MATERIALAUSZÜGE »
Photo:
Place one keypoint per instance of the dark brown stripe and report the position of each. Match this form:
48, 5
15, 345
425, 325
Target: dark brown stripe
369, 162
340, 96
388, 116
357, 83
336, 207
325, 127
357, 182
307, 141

AUFGABENDETAILS »
Kannst du das gesamte Material Zeile für Zeile wiedergeben und dabei die Punktkoordinaten in den Antworten mit 0,75 multiplizieren? Runde auf ganze Zahlen, Hälften auf, und lass die Zahlen der vorgegebenen Form unverändert.

ERGEBNIS FOLGT »
Photo:
Place one keypoint per instance of the dark brown stripe and report the position of each. Match this form:
48, 5
15, 345
425, 325
Target: dark brown stripe
277, 122
255, 72
291, 87
268, 62
252, 155
244, 95
268, 137
230, 106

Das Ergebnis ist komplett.